- Task instructions
A - Answer these questions from the letter on state pay increases:
(i) What post office box number appears in the address of the representative?
(ii) On what date did the Department of Finance and Administration announce the suspension?
(iii) Until when are the adjustments and increases suspended, according to the background summary?
B - Identify every line of the records that contains the string "domes", matching case exactly, and copy each such line.

- Reading passage
The Honorable Johnnie J. Roebuck State Representative Post Office Box 533 Arkadelphia, Arkansas 71923-0533
Dear Representative Roebuck:
I am writing in response to your request for my opinion on the following questions:
*Page 21. Are state-supported institutions of higher education subject to the requirements of the Uniform Classification and Compensation Act with respect to the following for nonclassified employees, whether faculty or nonfaculty: a) maximum salary levels; and b) pay increases?
2. Are state-supported institutions of higher education required to abide by the state's suspension of pay increases for nonclassified employees, whether faculty or nonfaculty, including: a) cost-of-living adjustments; b) merit increases; c) career service recognition awards; and d) bonuses or increases for retention purposes?
3. Are state-supported institutions of higher education prohibited from giving any type of pay increase for fiscal year 2011 for nonclassified employees, whether faculty or nonfaculty? If so, are pay increases legal that were given to certain faculty, including pay increases for retention, before the date of the Weiss memo [suspending pay increases]?
You have further offered the following background summary:
The Department of Finance and Administration (DFA) announced on May 26, 2010, that cost-of-living adjustments, merit increases, and annual career service recognitions for classified and nonclassified state employees are suspended until further review in January 2011. . . .

[Records from a data source]
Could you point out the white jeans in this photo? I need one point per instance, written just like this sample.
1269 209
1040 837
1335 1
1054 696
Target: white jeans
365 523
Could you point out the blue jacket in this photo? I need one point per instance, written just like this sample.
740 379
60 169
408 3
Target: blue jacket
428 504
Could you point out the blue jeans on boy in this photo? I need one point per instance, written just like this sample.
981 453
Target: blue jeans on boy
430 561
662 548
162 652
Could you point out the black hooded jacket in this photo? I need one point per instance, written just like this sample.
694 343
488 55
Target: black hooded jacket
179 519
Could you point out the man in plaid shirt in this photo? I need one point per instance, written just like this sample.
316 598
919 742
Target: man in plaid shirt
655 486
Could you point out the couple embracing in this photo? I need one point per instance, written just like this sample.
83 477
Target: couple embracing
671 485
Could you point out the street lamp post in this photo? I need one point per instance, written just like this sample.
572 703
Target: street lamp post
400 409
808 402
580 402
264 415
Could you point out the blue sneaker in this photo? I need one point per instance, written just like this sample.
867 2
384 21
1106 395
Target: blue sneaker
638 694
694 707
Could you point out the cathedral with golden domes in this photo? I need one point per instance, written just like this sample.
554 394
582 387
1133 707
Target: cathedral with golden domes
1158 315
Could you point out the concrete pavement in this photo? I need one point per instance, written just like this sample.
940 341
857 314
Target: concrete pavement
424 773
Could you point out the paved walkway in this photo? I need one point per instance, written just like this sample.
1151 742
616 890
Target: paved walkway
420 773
==
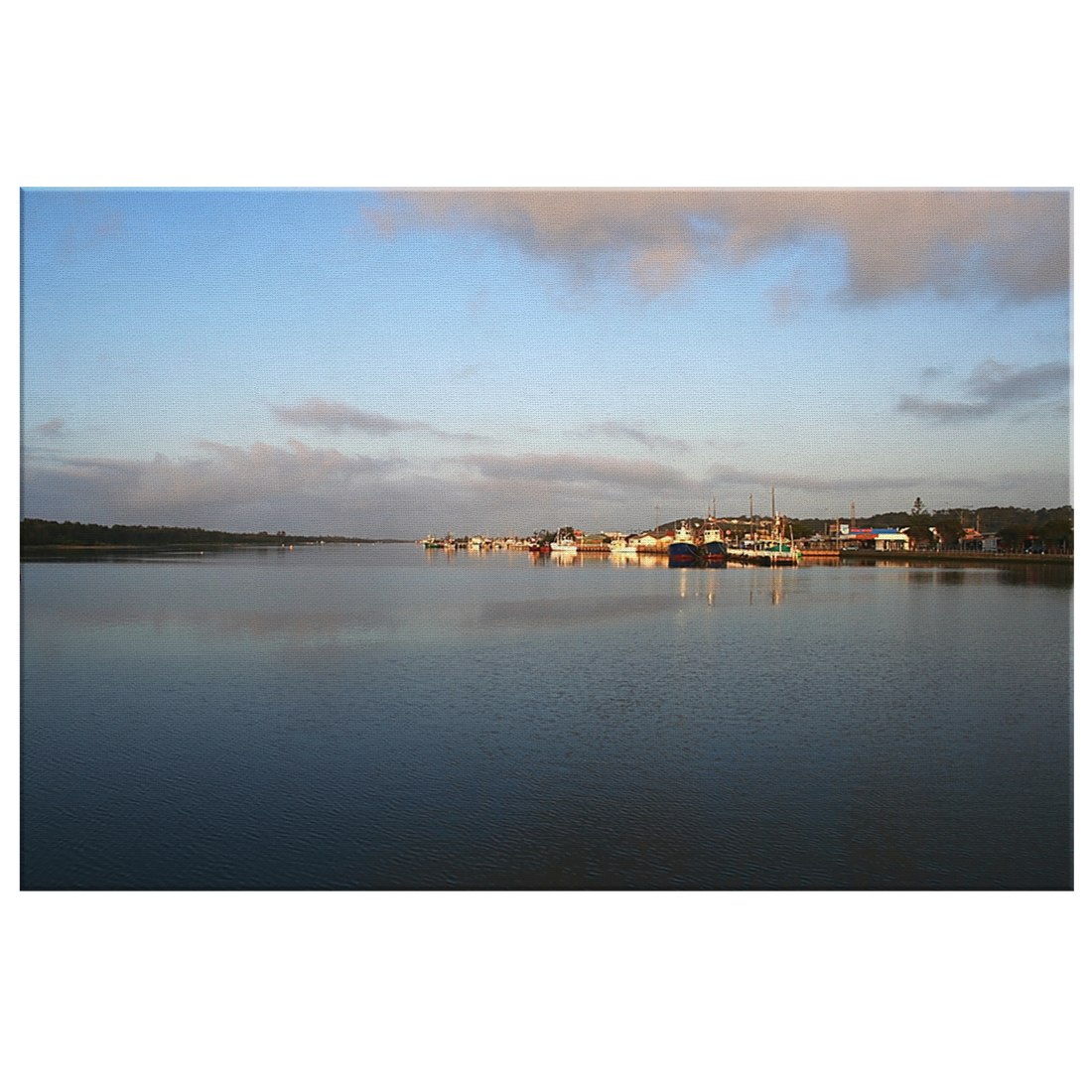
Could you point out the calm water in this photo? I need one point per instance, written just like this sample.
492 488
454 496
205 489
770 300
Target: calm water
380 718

- Responses to the exercise
A -
(i) Post Office Box 533
(ii) May 26, 2010
(iii) Until further review in January 2011

B -
Could you point out the cathedral with golden domes in this photo? I need one point per instance, written just like this sample.
Target: cathedral with golden domes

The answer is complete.